Select the lines below containing the word "eyebrow".

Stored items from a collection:
******************************

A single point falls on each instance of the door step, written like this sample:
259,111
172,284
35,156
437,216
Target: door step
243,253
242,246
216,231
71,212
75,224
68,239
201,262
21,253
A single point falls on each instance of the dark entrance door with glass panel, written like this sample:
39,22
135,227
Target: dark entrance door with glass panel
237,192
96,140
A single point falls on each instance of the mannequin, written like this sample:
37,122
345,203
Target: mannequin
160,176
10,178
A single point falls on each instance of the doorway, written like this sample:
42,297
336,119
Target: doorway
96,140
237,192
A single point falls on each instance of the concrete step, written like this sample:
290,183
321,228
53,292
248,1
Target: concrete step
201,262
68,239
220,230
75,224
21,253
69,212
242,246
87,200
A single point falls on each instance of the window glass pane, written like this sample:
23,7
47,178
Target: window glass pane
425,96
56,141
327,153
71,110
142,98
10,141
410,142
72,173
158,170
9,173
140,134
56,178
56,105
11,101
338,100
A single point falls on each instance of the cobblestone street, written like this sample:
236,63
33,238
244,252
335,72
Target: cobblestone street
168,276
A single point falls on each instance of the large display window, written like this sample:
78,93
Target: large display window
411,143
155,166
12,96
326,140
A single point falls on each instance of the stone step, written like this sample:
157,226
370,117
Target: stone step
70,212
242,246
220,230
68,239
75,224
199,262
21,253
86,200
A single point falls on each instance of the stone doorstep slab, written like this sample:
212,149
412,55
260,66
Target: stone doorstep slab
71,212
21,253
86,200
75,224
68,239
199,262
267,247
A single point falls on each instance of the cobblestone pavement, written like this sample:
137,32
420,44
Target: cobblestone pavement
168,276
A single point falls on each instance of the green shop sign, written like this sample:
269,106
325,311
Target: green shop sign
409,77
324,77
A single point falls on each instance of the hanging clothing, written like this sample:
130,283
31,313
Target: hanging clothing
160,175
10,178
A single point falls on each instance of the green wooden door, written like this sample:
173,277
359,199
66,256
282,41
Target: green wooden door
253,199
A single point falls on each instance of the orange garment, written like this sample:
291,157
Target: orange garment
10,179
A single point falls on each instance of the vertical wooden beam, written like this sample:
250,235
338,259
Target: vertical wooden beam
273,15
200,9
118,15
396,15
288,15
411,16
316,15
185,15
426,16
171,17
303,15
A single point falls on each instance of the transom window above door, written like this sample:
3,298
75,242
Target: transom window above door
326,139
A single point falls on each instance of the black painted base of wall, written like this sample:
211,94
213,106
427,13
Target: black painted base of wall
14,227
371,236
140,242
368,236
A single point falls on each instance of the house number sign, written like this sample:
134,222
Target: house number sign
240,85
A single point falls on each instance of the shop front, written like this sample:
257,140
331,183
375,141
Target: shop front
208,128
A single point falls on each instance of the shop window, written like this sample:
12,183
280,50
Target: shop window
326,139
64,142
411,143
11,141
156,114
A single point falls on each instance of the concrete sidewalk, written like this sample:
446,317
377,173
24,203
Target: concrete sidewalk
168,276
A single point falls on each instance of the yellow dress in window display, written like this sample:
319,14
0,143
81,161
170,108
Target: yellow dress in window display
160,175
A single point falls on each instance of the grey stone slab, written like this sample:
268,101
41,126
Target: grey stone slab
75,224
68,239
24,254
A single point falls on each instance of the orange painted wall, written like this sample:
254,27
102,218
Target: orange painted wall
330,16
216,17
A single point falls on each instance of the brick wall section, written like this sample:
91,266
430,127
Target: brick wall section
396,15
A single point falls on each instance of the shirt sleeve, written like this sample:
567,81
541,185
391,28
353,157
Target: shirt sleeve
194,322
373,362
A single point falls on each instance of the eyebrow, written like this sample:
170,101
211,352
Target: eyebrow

******************************

Solution below
A single point falls on each instance of the eyebrow, written like this sample:
Target: eyebrow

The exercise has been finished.